Exercise tasks:
[A] List every adjective the crater account uses to describe the landscape on either side of the crater.
[B] Pick up the account of the crater game drive after its final sentence and write the next paragraph in the same first-person voice.

Extract:
There are also many lions in the cater and we got to see a plenty of them. We saw a few lying around before lunch already, but after lunch we saw two females that had their eye on a group of wildebeest. They looked like they were in hunting mode, but it was still quite warm and the wildebeest had an eye on them as well, so despite waiting for quite a while and hoping for a ‘kill’, we only got to see animals looking at each other. After this we moved on to another area where lions were spotted. Near a creek there were three lions, one couple to our left and one single male to our right. When we arrived, the couple just jumped across the creek and slowly walked towards us. To make sure that I was not exaggerating in my stories, I asked one of the guys in our group whether they were about 15 meter away, but during that time we moved closer, so he said that it was 10 rather than 15 meters. So, no lying or exaggeration, we looked the big male lion straight into his face from 10 meters away. Now, that is not just cool, that is also incredibly impressive and amazing.

Unfortunately we had to leave the crater much sooner than we wanted, although we had seen many, many things during our game drive. Another thing that already stuck me yesterday, is that the landscape on the Serengeti side of the crater is flat and dry with small sand tornado’s forming everywhere. Even though there are plenty of ponds and streams in the Serengeti and in the Ngorongoro crater, the earth is green within a distance of less than 10 meters around them and then it is dry again. The other side of the carter is however green and hilly. To me, this raises the question why the maasai and the animals choose to stay on that dry side instead of moving just a little distance to the lush, green side. When it comes to the animals, I guess we will never know, when it comes to the maasai, I think that quite a number of them already made it to the green side, only returning to the drought during office / tourist hours.

Raw records:
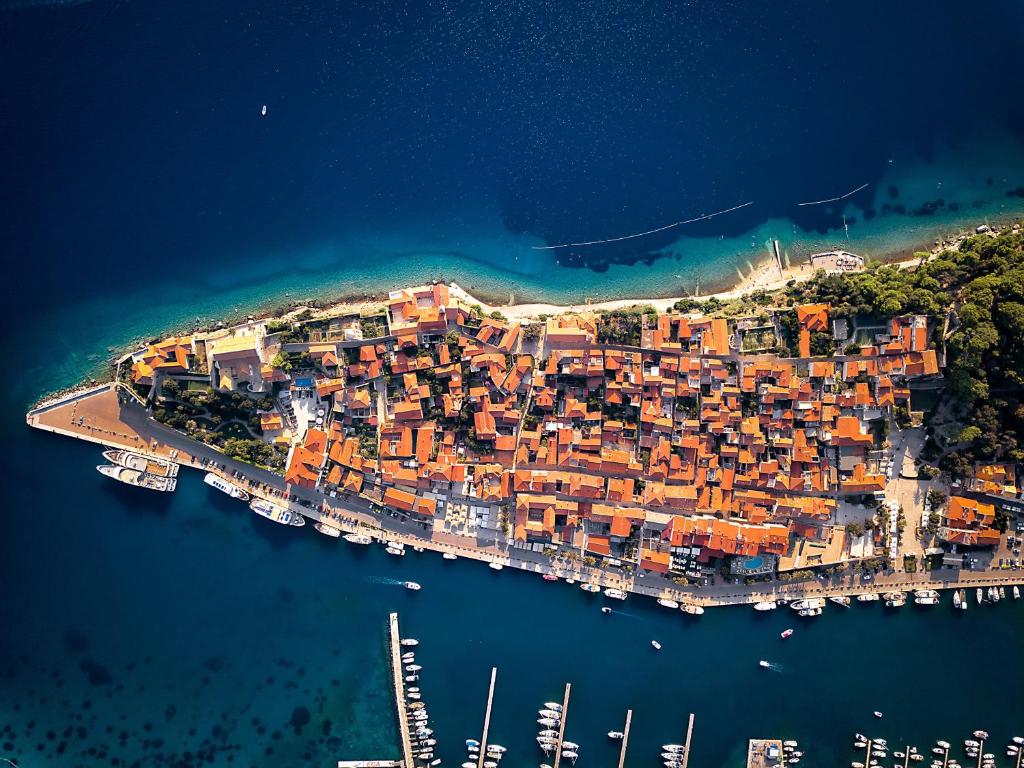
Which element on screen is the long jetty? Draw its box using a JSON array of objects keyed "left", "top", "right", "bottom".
[
  {"left": 388, "top": 613, "right": 413, "bottom": 768},
  {"left": 618, "top": 710, "right": 633, "bottom": 768},
  {"left": 476, "top": 667, "right": 498, "bottom": 768},
  {"left": 554, "top": 683, "right": 572, "bottom": 768}
]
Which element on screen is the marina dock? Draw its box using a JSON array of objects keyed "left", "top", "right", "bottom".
[
  {"left": 554, "top": 683, "right": 572, "bottom": 768},
  {"left": 618, "top": 710, "right": 633, "bottom": 768},
  {"left": 388, "top": 613, "right": 413, "bottom": 768},
  {"left": 476, "top": 667, "right": 498, "bottom": 768}
]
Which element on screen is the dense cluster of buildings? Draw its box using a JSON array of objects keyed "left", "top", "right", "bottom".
[{"left": 121, "top": 284, "right": 1016, "bottom": 573}]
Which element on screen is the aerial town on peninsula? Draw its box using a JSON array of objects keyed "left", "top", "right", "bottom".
[{"left": 30, "top": 228, "right": 1024, "bottom": 614}]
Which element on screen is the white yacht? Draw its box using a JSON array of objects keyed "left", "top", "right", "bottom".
[
  {"left": 203, "top": 472, "right": 249, "bottom": 502},
  {"left": 96, "top": 464, "right": 178, "bottom": 492}
]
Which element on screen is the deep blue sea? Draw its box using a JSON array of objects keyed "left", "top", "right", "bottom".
[{"left": 0, "top": 0, "right": 1024, "bottom": 768}]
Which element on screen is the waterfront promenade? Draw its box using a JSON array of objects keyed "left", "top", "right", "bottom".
[{"left": 27, "top": 385, "right": 1024, "bottom": 607}]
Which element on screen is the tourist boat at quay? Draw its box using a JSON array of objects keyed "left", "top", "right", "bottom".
[
  {"left": 249, "top": 499, "right": 306, "bottom": 527},
  {"left": 103, "top": 451, "right": 178, "bottom": 477},
  {"left": 96, "top": 464, "right": 178, "bottom": 492},
  {"left": 203, "top": 472, "right": 249, "bottom": 502},
  {"left": 313, "top": 522, "right": 341, "bottom": 539}
]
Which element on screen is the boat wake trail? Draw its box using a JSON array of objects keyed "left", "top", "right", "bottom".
[
  {"left": 367, "top": 577, "right": 406, "bottom": 587},
  {"left": 797, "top": 184, "right": 867, "bottom": 206},
  {"left": 532, "top": 201, "right": 757, "bottom": 251}
]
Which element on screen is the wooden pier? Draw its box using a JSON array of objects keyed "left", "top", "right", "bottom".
[
  {"left": 683, "top": 712, "right": 693, "bottom": 768},
  {"left": 388, "top": 613, "right": 413, "bottom": 768},
  {"left": 618, "top": 710, "right": 633, "bottom": 768},
  {"left": 553, "top": 683, "right": 572, "bottom": 768},
  {"left": 476, "top": 667, "right": 498, "bottom": 768}
]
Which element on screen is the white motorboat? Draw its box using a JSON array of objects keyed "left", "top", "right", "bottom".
[
  {"left": 313, "top": 522, "right": 341, "bottom": 539},
  {"left": 249, "top": 499, "right": 306, "bottom": 527},
  {"left": 201, "top": 473, "right": 249, "bottom": 502}
]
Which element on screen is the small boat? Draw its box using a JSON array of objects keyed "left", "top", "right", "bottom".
[
  {"left": 249, "top": 499, "right": 306, "bottom": 527},
  {"left": 313, "top": 522, "right": 341, "bottom": 539},
  {"left": 203, "top": 472, "right": 249, "bottom": 502}
]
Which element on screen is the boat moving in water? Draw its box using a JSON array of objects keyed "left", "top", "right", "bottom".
[
  {"left": 203, "top": 472, "right": 249, "bottom": 502},
  {"left": 96, "top": 464, "right": 178, "bottom": 492},
  {"left": 103, "top": 451, "right": 178, "bottom": 477},
  {"left": 313, "top": 522, "right": 341, "bottom": 539},
  {"left": 249, "top": 499, "right": 306, "bottom": 527}
]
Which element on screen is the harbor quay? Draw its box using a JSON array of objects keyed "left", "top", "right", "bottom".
[{"left": 27, "top": 384, "right": 1024, "bottom": 608}]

Response list:
[A] flat, dry, green, hilly, lush

[B]
That evening we had diner in a restaurant in the city, although to me it seemed to be in the middle of nowhere. Our guide had arranged taxis to take us there and luckily I was standing in front of the line when a very agitated alpha-male pulled up in his pimped taxi. He seemed to be intent on being the first to leave to hotel gate, but did not manage that, so after taking a right turn off the paved road onto a path that I would not even have recognized as a bicycle path, we were literally eating the dust of the taxi in front of us. The road was pitch-dark and there were many people, kids, and dogs walking on / next to it. They got warned by the drivers horning and that was it, after that it was completely their own responsibility to get out of the way and do it fast. I have never experienced driving like that. The tail lights of the car in front of us were often not visible (although at times when they were briefly visible they were very, very close). Many times we could not even see the front of our own car through the dust, but that did slow things down at all. When a brick wall came looming out of the brownish cloud, we did not break, we just made a sharp left-turn. After about 10 or 15 minutes we reached the restaurant, surprisingly safe and alive. Diner was very nice and on our way back I ended up in the last taxi. As the last taxi is generally not driven by the alpha-male, this time the trip was much more quiet.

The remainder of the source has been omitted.